▶ **Work to be completed**:
Please answer these questions using the article below on Delta Tissue:
(a) Which university is Jason Swedlow from?
(b) Which two diseases does he name as diseases of tissue states?
(c) Who is the CEO of Leap?

▶ **Document segment**:
--- START ---

AN ACADEMIC at a Scottish university has accepted a role to lead a $55m initiative aiming to create a “tissue time machine” to help eradicate deadly diseases.
Professor Jason Swedlow from the University of Dundee has been seconded to the position of Programme Director of Delta Tissue.
The project is a global effort to predict the future of human tissue and the efficacy of available treatments for those suffering from some of the deadliest diseases.
Professor Swedlow, Professor of Quantitative Cell Biology at Dundee’s School of Life Sciences will join the project that is funded by Wellcome Leap.
The firm is a non-profit organisation that builds and executes unconventional programmes aiming to tackle some of the world’s most challenging health problems.
In Delta Tissue, Professor Swedlow will be responsible for bringing together life scientists and engineers from across universities, foundations, and the private sector to develop a platform that can profile tissue states and predict transitions between states in ways that are impossible today.
Delta Tissue aims to build new, widely accessible platforms that allow doctors to predict how tissues will change in the future to enable them to intervene in the present – a tissue time machine.
The profiling of tissue relates to Professor Swedlow’s expertise in scientific imaging, data integration and advanced data analytics.
Professor Swedlow said, “I feel very honoured to have been named a Programme Director at Wellcome Leap.
“This is a very exciting organisation that aims to facilitate huge steps in capability and achievement beyond what had previously been imagined possible.
“They want to make the extraordinary advancements through transformative projects optimised for innovation.
“Our project will explore the problems arising from a lack of understanding of how likely a tissue is to transform into a new state.
“If you look at tuberculosis and breast cancer, they are both diseases of tissue states.
“What we are doing is mapping the tissue so we can look at it and accurately predict how an infection or tumour will develop.
“From there we can make decisions on which to treat and how to do it.
“This is critical because if we can understand how a particular tumour will respond to chemotherapy, we know whether this is effective or whether surgery is the better option for a patient.
“And this is even more important in the case of intractable tumours like triple-negative breast cancer or brain tumours.
“Understanding how tissues transition between states would enable medical professionals to make life-saving decisions based on an individual’s needs and make a huge difference across the world.”
Delta Tissue will require the integration of technologies that are typically expensive to buy and run, and require expert staff that are in short supply.
A goal of the programme is to fuel innovation and treatment by increasing accessibility of the platforms and tools to academic centres, start-ups, SMEs, the biopharma industry, and ultimately to clinicians and patients for diagnostic use.
CEO of Leap Regina E. Dugan, said “If successful, the platform will allow medical professionals to intervene in diseases earlier and with approaches that are individually targeted, while also helping researchers understand the mechanisms that drive disease itself”.
“This, in turn, will create new opportunities for intervention that could help eradicate many of the stubbornly challenging diseases around the world.”

--- END ---

▶ **Extracted records**:
--- START ---

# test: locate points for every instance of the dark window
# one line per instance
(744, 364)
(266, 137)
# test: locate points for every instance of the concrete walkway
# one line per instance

--- END ---

▶ **Task response**:
(a) The University of Dundee
(b) Tuberculosis and breast cancer
(c) Regina E. Dugan